EXTRACT TO READ |
*** Begin section ***

Liberia has been declared Ebola free by the World Health Organization (WHO) this week. This confirms that the country, which has seen the most deaths since the disease outbreak began, has gone 42 days without a new case being reported. The fight, however, is not over as neighbouring countries Guinea and Sierra Leone continue to battle the disease.
Since March last year more than 4,700 people have lost their life to the virus in Liberia. A country has to go 42 days - twice the incubation period of the disease - before the WHO can declare it Ebola free. Almost exactly a year since the outbreak began, the last confirmed case of Ebola was buried on the 28 March.
Map showing recent confirmed cases of Ebola. Image credit: WHO
“We will celebrate our communities which have taken responsibility and participated in fighting this unknown enemy and finally we've crossed the Rubicon. Liberia indeed is a happy nation,” President Ellen Johnson Sirleaf told the BBC.
At the peak of the outbreak, Liberia was reporting between 300 and 400 new cases a week. The capital of the country, Monrovia, was a major battleground in fighting the disease that was spreading like wildfire throughout the region. People were locked out of overflowing treatment centers, dying in the street with bodies being left where they lay for days on end. At one point, there were no free beds for Ebola patients anywhere in the country, according to the WHO.

*** End section ***

SUPPLIED MATERIAL |
*** Begin section ***

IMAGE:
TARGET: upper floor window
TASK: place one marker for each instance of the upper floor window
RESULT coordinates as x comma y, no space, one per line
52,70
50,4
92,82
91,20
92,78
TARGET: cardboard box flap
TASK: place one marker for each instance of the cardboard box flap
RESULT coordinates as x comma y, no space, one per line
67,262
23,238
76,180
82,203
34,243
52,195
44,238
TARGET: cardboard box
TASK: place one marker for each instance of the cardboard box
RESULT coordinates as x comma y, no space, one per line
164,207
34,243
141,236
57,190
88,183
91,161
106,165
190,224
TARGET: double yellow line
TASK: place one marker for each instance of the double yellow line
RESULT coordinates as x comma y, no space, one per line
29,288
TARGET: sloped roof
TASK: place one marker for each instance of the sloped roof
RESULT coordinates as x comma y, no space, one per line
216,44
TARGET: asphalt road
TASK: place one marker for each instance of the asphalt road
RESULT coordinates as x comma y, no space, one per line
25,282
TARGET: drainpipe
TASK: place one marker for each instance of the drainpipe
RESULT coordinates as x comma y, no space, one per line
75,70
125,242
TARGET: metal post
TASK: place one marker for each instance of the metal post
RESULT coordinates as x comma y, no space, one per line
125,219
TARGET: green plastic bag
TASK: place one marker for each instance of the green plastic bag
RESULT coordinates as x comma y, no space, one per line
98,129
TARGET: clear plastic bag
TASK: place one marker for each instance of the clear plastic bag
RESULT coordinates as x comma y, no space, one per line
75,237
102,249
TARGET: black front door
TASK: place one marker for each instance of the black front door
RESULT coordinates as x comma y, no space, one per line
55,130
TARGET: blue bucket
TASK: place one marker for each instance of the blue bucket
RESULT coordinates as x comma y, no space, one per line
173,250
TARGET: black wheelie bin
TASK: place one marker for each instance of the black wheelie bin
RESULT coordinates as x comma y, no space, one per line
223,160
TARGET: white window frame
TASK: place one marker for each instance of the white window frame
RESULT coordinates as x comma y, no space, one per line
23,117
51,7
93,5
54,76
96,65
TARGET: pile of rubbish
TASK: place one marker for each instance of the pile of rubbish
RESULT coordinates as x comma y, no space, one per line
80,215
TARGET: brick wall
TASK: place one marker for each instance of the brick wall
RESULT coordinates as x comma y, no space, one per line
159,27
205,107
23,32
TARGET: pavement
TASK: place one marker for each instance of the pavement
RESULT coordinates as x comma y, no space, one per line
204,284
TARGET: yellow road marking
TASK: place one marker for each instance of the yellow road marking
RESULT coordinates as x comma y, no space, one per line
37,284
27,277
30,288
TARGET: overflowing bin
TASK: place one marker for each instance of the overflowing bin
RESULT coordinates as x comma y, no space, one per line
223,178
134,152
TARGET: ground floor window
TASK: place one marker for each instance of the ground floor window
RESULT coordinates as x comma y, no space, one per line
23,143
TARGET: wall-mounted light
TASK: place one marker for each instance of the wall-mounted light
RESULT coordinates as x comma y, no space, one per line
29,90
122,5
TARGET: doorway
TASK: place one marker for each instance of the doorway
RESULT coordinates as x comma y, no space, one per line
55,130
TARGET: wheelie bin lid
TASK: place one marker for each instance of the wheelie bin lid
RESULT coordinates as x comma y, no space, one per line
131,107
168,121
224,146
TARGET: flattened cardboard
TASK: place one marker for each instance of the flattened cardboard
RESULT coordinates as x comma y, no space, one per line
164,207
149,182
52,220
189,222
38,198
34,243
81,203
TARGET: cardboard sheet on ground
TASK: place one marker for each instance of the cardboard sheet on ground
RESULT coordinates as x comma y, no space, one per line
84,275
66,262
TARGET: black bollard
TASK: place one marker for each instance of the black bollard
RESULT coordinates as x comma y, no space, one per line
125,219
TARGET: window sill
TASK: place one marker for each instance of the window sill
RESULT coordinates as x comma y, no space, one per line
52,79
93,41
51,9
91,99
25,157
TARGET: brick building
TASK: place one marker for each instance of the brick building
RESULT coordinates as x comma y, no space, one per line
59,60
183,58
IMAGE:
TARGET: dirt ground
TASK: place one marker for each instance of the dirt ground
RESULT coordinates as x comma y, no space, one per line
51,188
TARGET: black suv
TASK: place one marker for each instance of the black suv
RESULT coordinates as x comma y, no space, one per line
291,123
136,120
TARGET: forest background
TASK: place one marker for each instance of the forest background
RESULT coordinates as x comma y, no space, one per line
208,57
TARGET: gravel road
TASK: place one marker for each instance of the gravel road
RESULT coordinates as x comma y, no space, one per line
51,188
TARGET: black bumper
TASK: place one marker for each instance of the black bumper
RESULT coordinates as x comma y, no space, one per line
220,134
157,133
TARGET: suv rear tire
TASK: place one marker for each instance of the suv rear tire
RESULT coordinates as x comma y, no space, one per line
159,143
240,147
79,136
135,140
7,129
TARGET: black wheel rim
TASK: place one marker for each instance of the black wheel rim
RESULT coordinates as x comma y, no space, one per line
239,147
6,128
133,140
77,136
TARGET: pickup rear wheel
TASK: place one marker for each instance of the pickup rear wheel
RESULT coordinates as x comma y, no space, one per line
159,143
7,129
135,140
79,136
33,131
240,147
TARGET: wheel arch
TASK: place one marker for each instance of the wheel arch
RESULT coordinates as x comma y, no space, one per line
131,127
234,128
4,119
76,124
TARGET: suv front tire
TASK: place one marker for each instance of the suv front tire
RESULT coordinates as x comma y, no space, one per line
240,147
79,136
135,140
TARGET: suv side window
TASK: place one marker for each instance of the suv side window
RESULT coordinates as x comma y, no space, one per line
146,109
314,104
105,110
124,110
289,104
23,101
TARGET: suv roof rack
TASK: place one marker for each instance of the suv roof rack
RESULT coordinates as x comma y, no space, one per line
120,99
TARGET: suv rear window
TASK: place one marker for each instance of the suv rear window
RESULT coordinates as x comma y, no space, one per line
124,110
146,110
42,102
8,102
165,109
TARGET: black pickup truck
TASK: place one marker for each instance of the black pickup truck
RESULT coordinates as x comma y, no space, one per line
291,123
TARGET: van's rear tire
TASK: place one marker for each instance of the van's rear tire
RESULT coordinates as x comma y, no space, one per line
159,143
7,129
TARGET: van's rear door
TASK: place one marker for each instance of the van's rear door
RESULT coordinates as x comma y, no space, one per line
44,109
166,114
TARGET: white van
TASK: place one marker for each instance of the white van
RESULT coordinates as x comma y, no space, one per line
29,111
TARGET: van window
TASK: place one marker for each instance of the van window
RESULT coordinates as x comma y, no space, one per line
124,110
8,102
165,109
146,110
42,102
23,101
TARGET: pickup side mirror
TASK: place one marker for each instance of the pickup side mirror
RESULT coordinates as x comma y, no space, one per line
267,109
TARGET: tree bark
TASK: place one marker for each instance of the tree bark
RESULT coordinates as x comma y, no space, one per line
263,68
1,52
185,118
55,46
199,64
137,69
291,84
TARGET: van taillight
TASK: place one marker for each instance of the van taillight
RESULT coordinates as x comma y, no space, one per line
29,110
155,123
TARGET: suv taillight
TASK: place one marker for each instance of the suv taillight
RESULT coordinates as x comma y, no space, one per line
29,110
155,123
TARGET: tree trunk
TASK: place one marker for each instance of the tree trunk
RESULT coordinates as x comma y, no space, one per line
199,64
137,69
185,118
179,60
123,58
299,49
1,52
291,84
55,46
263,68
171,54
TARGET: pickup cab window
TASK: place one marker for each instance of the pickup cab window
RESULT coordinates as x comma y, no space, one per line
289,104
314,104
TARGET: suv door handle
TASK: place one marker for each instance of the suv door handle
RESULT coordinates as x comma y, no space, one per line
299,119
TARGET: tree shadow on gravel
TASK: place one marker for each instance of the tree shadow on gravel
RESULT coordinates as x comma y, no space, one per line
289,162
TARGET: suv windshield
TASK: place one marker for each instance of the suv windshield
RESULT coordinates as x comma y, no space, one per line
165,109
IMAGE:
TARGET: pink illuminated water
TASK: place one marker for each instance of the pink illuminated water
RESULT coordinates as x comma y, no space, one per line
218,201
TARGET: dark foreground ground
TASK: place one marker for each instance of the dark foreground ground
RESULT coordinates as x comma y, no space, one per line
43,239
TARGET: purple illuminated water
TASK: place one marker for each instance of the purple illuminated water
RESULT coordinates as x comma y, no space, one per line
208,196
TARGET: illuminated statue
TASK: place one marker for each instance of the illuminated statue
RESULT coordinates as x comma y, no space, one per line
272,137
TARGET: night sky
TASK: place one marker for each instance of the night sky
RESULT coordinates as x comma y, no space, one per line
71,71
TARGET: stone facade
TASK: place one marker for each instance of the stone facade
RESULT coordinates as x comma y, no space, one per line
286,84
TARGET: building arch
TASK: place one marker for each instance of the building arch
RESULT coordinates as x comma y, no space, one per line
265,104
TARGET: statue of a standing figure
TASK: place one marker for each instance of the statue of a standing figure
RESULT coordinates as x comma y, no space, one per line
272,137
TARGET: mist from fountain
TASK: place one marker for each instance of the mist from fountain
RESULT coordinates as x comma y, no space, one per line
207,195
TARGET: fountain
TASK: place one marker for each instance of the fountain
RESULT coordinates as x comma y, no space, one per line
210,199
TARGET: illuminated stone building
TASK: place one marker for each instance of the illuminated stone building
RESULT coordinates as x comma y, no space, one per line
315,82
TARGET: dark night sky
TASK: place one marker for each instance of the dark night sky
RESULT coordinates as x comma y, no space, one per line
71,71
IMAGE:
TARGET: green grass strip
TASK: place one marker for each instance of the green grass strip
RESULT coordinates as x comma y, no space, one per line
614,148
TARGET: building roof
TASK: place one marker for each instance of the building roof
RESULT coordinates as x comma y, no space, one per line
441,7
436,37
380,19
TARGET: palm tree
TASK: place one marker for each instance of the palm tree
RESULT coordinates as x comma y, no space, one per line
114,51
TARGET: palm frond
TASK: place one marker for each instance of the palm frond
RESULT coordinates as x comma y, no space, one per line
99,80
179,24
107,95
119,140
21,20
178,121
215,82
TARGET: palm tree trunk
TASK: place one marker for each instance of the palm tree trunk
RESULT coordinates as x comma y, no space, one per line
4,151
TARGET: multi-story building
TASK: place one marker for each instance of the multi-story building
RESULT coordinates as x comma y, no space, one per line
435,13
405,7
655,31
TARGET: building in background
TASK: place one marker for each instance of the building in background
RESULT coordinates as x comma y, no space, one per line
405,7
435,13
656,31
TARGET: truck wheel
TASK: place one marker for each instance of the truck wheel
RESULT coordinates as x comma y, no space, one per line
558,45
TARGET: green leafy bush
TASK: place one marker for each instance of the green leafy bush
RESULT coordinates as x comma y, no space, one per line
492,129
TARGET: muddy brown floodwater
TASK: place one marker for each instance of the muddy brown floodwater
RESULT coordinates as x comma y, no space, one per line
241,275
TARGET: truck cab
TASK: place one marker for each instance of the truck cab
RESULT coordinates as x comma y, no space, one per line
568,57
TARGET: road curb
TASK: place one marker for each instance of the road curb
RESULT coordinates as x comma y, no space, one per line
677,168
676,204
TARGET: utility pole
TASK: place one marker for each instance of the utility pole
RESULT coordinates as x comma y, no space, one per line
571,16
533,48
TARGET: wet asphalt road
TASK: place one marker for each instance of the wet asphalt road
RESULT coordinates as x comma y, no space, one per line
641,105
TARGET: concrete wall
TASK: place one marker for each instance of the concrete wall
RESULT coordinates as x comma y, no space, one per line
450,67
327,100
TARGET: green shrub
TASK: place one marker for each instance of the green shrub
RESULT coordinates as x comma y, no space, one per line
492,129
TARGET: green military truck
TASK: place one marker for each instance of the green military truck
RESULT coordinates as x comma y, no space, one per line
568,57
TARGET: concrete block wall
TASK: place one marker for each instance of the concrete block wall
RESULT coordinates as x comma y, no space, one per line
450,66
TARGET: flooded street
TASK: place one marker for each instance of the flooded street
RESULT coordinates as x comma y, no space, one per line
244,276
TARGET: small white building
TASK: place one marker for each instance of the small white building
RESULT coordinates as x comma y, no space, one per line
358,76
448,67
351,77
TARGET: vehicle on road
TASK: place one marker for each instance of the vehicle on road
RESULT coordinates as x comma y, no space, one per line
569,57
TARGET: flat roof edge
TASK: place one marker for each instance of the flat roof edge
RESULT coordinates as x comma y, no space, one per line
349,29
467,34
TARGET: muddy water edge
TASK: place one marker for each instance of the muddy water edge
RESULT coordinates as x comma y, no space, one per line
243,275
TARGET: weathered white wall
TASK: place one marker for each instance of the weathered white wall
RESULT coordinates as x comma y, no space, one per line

*** End section ***

QUESTIONS |
a – Answer these from the Liberia Ebola article:
(i) How many days must a country go without a new case before the WHO can declare it Ebola free?
(ii) How many new cases a week was Liberia reporting at the peak of the outbreak?
(iii) Which city does the article call a major battleground in fighting the disease?
b – Please list every country named in the Liberia Ebola article.
The material is separate from the Liberia Ebola article and unrelated to it.

WRITTEN ANSWERS |
a –
(i) 42 days
(ii) Between 300 and 400
(iii) Monrovia

b – Liberia, Guinea, Sierra Leone